What the task requires: How many lines in the records below contain the string "positive", with case counting? Reply with the number alone.

[Stored dataset items]
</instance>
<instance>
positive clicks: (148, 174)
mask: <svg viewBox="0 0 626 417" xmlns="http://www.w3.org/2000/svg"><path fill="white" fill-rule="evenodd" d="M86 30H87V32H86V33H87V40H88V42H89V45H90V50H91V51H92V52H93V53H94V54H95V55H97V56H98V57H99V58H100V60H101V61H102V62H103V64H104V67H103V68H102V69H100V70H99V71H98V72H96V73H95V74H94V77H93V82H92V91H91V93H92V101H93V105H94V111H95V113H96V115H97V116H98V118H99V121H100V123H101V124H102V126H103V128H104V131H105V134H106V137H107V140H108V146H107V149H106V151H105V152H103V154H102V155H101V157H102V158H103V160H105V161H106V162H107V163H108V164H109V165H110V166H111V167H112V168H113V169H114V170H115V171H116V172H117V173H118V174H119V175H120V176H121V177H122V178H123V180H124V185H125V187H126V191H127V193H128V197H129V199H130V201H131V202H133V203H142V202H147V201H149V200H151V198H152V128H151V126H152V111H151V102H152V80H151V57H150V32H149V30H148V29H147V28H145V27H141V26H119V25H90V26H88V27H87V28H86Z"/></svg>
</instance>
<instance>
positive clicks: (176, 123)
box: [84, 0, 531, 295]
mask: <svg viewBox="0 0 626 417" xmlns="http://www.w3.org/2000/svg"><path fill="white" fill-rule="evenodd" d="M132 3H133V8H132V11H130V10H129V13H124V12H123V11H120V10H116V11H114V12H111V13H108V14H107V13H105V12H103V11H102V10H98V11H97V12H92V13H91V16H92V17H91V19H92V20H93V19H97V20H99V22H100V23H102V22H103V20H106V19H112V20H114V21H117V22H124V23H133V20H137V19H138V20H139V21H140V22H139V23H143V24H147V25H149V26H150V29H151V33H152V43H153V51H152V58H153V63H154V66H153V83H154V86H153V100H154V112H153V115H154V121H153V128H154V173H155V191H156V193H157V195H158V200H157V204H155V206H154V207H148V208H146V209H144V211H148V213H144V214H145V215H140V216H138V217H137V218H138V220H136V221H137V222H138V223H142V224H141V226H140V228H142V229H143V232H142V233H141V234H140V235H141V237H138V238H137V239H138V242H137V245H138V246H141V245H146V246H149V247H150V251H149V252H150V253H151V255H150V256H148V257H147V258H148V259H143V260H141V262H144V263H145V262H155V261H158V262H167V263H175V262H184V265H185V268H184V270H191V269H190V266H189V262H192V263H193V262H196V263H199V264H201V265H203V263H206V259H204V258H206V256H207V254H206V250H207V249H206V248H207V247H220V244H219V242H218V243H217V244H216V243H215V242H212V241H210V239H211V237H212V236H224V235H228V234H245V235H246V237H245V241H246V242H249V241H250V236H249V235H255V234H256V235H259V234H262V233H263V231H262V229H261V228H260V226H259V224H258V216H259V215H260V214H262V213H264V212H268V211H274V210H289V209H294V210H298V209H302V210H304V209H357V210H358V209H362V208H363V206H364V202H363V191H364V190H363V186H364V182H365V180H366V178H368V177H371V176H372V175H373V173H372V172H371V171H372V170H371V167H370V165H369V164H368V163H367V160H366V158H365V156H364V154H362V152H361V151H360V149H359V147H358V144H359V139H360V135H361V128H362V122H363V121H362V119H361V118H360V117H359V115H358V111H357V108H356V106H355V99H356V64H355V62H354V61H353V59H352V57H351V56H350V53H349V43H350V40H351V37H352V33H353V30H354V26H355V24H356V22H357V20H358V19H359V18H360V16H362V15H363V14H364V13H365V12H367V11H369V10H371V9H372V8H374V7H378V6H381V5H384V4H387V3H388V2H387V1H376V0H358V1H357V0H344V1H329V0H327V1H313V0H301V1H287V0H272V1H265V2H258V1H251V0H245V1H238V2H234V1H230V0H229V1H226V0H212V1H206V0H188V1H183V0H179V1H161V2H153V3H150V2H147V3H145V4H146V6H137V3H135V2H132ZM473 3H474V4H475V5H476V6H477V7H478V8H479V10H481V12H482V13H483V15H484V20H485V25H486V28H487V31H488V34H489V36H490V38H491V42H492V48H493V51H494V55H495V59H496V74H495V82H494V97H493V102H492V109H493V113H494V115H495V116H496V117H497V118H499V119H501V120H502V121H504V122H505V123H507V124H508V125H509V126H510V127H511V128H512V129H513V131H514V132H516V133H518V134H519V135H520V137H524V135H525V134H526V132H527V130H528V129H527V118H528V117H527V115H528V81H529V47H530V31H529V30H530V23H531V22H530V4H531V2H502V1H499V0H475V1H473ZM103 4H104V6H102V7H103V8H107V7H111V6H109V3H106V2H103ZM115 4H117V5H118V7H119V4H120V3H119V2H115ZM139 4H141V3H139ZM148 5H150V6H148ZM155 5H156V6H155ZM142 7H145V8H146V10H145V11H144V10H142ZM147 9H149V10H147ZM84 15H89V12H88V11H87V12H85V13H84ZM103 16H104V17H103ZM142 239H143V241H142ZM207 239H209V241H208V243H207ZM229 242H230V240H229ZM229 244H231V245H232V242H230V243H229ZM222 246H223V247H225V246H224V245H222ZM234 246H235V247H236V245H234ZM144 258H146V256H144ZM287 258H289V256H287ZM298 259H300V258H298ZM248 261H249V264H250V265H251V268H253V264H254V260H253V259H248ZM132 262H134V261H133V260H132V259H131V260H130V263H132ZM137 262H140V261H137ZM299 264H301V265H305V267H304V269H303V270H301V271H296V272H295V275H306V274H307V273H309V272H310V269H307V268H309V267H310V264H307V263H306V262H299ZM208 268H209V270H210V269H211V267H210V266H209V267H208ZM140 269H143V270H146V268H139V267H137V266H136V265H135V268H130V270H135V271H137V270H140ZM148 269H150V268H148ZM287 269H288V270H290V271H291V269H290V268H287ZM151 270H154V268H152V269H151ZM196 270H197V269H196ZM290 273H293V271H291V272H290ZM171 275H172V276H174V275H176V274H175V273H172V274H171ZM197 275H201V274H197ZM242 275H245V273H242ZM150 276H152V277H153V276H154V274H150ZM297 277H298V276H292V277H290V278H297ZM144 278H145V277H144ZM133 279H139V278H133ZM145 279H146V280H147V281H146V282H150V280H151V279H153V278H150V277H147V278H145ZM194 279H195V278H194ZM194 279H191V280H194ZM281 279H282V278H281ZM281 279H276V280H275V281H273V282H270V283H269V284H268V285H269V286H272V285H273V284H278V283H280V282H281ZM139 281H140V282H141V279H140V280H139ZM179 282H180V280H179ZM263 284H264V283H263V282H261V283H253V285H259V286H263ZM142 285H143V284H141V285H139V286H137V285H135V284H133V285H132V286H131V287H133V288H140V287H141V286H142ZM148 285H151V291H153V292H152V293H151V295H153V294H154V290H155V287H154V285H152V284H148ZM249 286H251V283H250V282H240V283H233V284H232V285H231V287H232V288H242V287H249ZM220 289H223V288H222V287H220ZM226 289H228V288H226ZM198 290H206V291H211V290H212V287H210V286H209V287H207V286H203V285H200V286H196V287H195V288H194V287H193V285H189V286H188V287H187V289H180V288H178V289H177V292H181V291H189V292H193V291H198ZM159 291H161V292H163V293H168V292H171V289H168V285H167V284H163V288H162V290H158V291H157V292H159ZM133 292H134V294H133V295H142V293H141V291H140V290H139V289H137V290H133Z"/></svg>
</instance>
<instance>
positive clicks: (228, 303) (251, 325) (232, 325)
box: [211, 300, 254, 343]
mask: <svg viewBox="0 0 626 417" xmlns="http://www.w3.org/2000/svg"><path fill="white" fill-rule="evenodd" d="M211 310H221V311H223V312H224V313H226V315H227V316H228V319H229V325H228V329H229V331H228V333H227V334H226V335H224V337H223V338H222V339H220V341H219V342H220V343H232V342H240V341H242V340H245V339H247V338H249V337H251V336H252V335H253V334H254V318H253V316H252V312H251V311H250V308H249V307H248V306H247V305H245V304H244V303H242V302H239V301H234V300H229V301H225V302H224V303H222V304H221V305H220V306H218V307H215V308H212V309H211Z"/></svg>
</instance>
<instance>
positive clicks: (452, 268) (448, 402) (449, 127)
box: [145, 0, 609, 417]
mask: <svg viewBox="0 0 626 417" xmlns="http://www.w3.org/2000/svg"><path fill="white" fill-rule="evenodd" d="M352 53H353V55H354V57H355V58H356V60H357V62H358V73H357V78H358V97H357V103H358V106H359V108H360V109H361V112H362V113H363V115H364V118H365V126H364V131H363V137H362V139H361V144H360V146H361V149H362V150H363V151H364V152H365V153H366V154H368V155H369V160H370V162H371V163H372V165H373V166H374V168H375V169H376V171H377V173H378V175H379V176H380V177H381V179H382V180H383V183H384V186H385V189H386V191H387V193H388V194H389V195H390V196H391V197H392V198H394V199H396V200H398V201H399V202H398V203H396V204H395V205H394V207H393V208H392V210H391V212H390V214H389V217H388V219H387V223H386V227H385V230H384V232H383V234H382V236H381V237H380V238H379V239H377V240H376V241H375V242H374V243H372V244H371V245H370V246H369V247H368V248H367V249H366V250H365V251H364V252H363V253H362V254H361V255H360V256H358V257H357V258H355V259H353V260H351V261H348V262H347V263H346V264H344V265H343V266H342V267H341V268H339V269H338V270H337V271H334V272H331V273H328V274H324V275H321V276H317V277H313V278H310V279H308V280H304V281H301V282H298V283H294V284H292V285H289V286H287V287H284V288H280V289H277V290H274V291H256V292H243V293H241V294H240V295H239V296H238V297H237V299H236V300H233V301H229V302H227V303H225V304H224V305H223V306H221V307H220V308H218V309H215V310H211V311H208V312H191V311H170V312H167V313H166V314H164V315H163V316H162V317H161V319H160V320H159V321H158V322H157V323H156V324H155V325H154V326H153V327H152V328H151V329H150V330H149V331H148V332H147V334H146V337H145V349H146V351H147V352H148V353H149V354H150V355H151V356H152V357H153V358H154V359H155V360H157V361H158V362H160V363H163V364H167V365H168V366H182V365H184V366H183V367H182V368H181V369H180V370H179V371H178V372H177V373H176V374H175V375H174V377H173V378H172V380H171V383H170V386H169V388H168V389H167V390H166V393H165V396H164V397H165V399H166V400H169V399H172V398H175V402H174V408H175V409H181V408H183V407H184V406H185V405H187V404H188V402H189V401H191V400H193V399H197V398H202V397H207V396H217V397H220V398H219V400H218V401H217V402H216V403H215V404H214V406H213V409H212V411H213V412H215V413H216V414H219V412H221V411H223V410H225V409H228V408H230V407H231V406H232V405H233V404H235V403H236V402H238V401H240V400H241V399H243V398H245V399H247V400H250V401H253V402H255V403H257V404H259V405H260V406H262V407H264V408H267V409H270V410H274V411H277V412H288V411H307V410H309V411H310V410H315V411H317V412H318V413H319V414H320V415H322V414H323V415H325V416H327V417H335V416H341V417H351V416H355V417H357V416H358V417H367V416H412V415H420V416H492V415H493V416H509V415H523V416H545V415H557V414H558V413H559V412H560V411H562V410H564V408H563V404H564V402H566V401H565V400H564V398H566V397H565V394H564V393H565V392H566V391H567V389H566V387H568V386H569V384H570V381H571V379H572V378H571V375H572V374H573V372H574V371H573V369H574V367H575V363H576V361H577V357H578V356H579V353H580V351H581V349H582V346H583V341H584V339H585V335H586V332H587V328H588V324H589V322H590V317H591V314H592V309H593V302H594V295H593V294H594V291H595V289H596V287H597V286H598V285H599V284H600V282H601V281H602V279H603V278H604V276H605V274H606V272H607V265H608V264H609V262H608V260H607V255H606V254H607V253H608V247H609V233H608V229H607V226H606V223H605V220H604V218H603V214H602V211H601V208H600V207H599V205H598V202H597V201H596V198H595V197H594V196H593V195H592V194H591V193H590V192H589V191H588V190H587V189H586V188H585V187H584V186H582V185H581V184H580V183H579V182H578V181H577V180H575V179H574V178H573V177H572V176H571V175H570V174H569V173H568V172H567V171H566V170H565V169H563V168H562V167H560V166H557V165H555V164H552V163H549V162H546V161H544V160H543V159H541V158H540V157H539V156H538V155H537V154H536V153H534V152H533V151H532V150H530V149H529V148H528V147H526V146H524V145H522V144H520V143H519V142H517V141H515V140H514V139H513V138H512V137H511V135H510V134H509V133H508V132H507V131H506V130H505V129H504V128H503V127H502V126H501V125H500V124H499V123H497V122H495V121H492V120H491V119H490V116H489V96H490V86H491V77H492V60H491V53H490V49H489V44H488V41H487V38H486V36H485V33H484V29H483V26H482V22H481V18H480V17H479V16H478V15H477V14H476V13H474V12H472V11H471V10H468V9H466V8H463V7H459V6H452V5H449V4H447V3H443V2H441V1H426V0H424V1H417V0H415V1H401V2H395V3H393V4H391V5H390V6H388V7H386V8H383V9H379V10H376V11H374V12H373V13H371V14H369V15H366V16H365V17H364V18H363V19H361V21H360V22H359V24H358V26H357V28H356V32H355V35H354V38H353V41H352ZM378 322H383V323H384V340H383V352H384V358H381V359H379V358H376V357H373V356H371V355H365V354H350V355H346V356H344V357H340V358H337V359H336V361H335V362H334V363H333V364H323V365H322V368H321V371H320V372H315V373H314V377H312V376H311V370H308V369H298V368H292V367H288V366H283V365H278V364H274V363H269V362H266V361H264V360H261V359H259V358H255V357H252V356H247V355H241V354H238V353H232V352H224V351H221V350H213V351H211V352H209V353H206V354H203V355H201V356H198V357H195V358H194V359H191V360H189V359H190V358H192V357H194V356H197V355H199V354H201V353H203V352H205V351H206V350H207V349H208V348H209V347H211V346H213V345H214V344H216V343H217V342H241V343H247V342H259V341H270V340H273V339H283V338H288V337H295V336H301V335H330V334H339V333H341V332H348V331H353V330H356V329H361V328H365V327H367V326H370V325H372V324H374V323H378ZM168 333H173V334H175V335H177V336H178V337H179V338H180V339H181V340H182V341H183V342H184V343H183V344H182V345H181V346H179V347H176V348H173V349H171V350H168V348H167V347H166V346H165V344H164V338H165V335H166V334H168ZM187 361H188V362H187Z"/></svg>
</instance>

Solution: 4